### Task inputs
━━━━━━━━━━━━━━━━━━━━

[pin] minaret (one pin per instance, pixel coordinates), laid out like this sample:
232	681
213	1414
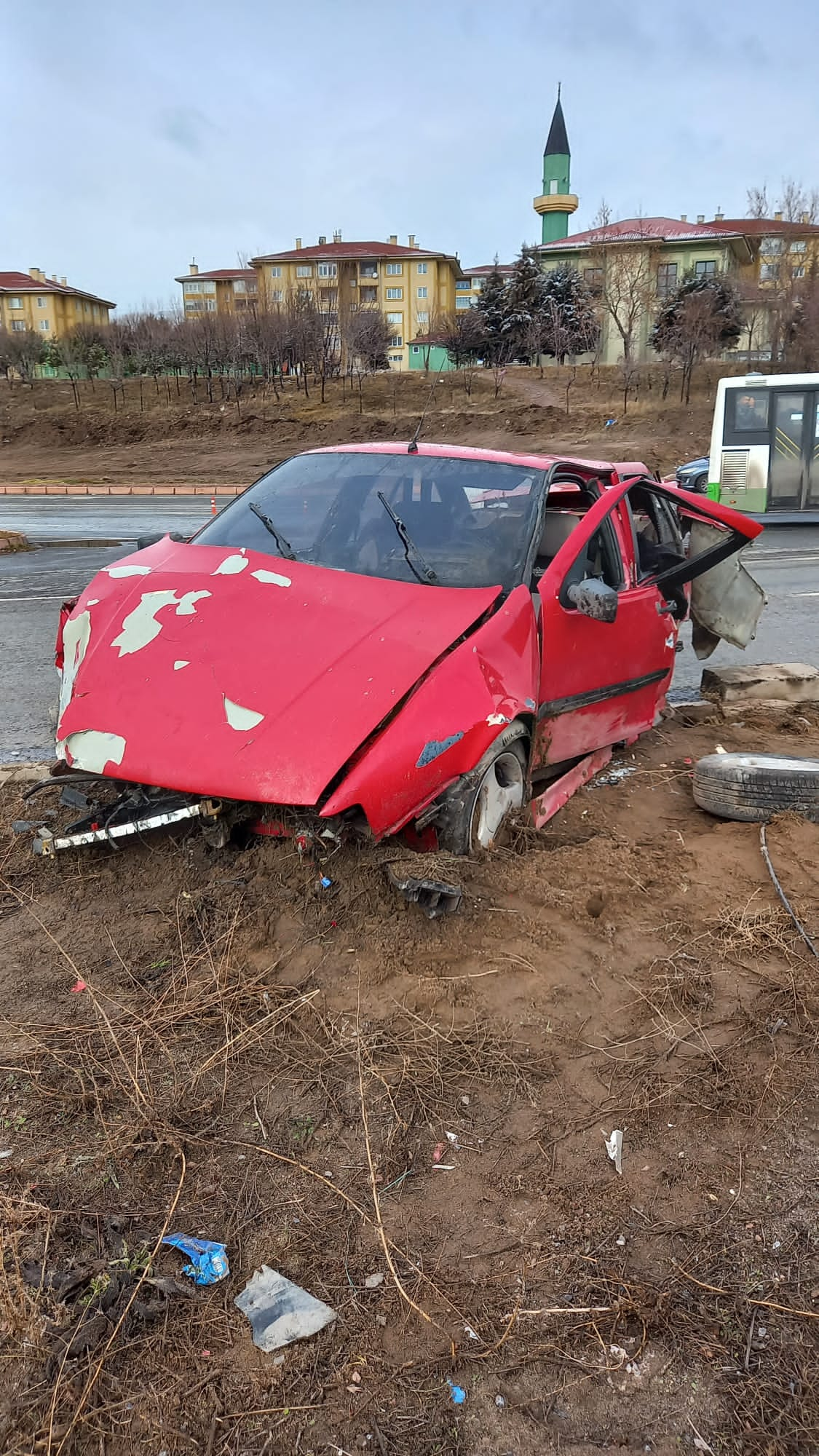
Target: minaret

━━━━━━━━━━━━━━━━━━━━

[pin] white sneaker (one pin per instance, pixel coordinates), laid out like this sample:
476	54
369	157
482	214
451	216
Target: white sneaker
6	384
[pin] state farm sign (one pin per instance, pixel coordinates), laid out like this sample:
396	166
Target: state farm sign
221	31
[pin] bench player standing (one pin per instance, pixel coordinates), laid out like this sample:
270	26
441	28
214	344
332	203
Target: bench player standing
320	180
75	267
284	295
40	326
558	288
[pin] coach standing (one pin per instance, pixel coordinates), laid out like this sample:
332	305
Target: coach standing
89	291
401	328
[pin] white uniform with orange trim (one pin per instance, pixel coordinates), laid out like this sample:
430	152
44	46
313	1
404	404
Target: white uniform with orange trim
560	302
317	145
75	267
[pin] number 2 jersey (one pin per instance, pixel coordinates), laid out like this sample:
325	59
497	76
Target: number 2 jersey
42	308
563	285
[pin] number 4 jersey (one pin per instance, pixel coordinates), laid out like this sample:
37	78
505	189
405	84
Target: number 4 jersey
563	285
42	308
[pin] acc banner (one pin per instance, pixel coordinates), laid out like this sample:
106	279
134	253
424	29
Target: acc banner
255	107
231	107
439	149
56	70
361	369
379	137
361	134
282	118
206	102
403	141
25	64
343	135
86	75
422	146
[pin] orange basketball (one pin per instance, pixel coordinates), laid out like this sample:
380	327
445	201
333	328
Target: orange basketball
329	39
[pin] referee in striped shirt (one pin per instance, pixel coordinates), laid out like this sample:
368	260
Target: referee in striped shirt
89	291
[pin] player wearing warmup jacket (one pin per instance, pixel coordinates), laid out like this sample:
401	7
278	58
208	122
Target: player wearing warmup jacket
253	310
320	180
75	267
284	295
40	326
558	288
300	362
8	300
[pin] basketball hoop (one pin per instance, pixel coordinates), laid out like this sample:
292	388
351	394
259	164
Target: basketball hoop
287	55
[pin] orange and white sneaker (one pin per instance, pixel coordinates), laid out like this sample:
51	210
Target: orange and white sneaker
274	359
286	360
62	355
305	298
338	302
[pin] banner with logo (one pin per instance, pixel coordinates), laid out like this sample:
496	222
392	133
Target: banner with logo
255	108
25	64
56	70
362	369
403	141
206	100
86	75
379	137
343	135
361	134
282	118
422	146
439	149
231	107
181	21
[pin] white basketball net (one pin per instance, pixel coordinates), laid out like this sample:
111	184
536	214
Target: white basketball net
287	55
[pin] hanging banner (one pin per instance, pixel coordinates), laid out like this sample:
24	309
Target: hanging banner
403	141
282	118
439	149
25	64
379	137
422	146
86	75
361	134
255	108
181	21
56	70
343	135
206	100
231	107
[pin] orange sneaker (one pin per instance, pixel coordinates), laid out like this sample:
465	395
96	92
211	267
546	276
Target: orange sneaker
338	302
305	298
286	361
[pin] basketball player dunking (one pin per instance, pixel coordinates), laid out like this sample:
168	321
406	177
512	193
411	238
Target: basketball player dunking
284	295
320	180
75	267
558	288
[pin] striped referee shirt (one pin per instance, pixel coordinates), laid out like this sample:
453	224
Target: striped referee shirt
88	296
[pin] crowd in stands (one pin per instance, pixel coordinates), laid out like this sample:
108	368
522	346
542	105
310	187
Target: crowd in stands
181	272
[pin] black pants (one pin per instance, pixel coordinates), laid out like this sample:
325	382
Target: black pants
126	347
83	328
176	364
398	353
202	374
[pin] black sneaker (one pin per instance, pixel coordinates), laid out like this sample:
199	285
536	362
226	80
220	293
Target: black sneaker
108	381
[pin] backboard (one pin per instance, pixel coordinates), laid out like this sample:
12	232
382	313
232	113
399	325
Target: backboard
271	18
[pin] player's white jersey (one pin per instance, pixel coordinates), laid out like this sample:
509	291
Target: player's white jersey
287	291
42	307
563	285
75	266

━━━━━━━━━━━━━━━━━━━━

### Requirement
Copy the records word for word, starting at the line that contains "[pin] minaret (one" and ending at the line that contains "Target: minaret", with both of those lines included. Omit the pictures from your copy.

### Full answer
[pin] minaret (one pin per instance, pixel coordinates), laid out like this sample:
232	681
213	1414
Target: minaret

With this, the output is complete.